■ The task ■
From the data below, return all lines holding the string "stick".
== Information provided ==
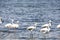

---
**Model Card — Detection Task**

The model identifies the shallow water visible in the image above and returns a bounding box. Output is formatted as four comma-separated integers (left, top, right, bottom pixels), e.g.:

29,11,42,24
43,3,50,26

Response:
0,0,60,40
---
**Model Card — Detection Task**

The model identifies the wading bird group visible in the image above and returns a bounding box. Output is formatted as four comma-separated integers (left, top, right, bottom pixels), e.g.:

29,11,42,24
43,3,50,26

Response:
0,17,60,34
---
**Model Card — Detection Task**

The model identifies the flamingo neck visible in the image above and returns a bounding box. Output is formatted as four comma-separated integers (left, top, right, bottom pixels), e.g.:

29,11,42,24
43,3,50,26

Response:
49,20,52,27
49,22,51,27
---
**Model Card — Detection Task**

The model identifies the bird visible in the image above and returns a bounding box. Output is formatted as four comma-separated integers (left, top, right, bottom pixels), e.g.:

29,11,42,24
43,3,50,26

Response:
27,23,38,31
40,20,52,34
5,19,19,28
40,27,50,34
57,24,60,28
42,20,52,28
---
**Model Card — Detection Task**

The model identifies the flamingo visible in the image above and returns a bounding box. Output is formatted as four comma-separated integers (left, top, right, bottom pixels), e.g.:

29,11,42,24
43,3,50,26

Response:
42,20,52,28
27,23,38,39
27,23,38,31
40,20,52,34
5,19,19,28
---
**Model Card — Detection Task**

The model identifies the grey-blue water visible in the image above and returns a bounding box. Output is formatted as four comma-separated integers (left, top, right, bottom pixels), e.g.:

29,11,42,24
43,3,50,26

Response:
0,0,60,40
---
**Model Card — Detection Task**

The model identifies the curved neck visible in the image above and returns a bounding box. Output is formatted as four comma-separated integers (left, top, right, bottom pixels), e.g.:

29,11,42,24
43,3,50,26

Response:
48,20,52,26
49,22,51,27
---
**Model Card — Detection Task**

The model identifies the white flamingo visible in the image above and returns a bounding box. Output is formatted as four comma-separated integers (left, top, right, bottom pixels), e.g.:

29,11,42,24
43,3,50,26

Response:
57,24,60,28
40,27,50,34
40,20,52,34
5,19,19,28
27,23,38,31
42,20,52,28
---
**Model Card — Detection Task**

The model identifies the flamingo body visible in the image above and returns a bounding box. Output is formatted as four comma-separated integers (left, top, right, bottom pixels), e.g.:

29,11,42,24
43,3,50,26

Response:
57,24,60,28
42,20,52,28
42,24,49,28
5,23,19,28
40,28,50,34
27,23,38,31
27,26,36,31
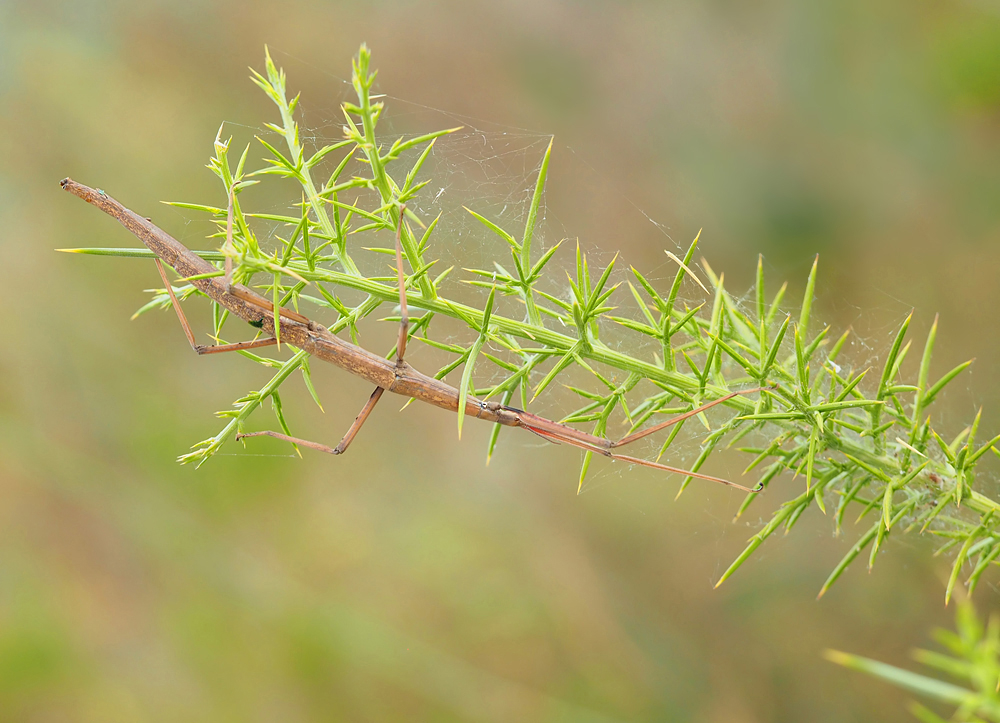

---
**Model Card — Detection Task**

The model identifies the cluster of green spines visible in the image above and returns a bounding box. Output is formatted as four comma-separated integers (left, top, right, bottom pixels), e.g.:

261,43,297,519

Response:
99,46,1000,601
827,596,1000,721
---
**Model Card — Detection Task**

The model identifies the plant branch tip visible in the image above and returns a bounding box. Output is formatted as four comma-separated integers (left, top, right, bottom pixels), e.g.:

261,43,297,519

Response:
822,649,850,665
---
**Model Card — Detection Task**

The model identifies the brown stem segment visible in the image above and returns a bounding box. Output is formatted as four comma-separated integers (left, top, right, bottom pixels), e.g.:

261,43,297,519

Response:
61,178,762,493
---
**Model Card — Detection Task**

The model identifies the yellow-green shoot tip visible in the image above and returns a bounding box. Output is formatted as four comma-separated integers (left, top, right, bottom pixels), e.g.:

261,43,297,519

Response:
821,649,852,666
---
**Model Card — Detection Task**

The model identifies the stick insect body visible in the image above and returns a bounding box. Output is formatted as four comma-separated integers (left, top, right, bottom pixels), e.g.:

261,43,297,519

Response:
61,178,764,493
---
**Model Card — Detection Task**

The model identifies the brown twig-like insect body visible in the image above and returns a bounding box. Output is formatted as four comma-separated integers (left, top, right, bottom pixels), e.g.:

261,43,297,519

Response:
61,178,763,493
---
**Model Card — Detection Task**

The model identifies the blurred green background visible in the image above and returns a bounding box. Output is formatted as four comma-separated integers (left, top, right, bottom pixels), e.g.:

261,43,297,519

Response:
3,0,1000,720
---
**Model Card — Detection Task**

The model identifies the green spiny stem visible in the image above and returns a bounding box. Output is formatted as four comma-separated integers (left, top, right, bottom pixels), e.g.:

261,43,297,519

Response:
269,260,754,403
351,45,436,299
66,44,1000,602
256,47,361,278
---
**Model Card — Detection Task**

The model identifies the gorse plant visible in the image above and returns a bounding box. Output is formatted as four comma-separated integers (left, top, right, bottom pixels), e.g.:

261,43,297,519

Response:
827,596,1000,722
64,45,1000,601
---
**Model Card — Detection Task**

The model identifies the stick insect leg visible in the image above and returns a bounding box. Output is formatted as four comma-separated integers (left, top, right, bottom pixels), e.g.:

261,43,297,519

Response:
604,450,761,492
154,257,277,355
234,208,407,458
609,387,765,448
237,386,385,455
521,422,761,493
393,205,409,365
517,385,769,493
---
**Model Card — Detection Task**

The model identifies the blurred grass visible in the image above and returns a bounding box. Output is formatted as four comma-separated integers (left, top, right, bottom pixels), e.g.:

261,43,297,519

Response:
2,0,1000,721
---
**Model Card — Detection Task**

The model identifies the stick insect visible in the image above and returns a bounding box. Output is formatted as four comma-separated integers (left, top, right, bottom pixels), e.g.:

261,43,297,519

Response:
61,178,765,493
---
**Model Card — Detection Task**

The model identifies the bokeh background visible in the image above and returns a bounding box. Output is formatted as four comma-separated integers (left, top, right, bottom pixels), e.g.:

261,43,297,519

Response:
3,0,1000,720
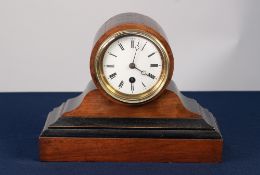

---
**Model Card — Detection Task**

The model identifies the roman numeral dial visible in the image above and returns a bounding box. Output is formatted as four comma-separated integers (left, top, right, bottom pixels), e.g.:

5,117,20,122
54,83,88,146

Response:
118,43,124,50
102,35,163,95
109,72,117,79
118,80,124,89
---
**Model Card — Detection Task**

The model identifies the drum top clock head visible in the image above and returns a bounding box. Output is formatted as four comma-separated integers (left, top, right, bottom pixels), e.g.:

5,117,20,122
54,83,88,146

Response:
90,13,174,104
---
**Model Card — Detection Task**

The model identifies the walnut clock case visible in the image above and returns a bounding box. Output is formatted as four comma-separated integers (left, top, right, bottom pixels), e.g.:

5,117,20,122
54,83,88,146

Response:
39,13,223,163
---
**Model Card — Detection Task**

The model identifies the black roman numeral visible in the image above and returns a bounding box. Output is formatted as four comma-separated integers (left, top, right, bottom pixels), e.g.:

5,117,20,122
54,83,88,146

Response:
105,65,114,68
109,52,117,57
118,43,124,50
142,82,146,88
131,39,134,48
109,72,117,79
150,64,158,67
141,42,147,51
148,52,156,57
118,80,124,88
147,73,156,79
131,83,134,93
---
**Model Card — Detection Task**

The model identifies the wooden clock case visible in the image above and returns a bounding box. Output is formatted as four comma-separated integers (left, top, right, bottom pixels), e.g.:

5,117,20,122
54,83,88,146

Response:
===
== Information provided ==
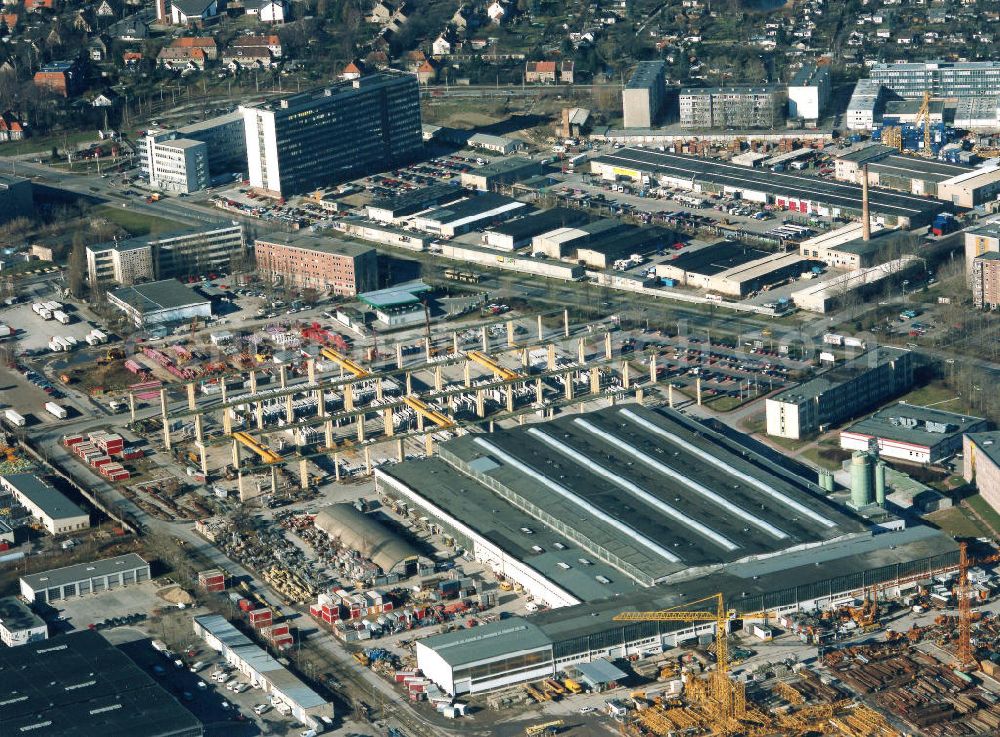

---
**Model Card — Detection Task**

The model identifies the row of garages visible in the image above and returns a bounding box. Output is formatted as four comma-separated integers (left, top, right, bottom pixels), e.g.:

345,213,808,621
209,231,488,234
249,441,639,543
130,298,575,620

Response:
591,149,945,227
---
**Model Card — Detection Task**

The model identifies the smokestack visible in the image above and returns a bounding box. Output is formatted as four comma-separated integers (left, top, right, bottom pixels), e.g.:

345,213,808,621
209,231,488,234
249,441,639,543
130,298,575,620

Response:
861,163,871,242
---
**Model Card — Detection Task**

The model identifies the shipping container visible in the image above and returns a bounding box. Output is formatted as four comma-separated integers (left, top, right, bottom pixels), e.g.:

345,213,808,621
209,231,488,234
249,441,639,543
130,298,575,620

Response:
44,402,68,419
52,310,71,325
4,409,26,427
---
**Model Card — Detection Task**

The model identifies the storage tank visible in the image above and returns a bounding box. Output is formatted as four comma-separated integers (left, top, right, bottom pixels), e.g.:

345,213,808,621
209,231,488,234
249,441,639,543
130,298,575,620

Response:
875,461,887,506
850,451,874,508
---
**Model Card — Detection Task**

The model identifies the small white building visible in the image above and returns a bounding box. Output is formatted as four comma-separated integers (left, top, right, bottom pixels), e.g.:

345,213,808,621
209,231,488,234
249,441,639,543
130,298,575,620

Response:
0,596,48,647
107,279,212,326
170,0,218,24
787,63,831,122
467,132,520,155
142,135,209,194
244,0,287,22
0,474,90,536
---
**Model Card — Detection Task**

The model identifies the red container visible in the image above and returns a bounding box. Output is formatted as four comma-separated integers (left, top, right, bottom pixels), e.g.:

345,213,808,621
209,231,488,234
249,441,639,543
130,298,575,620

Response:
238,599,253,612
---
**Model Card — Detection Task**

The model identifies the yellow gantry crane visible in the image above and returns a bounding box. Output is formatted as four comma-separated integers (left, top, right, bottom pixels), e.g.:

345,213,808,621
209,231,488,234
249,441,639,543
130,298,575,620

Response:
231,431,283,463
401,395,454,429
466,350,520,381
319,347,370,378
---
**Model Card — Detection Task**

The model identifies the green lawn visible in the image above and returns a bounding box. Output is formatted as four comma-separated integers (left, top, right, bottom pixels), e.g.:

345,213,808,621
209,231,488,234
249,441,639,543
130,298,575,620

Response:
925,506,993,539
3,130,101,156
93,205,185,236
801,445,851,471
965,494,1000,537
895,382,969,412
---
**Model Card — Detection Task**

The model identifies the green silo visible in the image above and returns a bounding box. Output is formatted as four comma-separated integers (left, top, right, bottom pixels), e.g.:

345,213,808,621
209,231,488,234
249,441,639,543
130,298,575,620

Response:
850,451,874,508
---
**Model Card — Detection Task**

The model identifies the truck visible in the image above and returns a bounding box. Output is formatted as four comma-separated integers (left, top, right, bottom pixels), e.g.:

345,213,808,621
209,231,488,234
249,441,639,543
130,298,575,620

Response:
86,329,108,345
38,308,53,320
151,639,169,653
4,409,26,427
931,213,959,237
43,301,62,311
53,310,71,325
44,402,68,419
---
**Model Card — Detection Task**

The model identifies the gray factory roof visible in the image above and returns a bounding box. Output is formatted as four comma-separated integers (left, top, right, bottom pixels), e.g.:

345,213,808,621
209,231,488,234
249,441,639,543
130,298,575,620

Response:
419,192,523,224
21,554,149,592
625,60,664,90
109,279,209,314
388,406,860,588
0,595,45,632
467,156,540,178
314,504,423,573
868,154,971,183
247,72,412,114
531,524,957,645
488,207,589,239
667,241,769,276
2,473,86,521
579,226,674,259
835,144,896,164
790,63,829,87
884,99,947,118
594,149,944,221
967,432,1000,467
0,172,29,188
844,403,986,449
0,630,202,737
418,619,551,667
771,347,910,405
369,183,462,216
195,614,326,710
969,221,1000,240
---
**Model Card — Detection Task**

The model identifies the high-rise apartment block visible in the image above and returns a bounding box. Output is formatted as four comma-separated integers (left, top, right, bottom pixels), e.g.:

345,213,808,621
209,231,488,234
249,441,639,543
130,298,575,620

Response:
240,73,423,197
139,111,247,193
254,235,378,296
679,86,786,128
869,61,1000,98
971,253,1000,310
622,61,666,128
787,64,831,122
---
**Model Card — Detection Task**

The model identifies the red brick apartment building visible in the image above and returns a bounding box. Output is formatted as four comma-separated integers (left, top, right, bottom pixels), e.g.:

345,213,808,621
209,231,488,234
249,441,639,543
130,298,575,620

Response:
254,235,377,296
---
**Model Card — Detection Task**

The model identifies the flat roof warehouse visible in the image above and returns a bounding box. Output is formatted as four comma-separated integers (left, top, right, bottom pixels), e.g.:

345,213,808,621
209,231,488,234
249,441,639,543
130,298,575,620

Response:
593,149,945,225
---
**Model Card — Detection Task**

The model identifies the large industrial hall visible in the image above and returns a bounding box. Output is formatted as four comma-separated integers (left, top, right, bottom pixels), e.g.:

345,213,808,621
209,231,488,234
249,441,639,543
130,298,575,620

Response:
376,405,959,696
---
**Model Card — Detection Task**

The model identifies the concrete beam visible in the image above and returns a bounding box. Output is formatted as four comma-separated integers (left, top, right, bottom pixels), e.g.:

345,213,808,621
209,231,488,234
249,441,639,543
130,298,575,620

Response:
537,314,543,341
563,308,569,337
===
■ Expected answer ■
The model identifies the stick insect body visible in the image above and returns a bounding box. Output is formatted as four comma-separated integers (left, top, right, bottom pixels), e.g.:
The model identifies the stick insect leg visible in the image above and returns a bounding box. Output is formatted as four comma-separated integers (left, top, right, bottom pixels), e.g.:
The model identifies the stick insect visible in the image above and returns a bounding box. Output is formatted as four comma-separated integers (left, top, right, bottom pixels), e.g.:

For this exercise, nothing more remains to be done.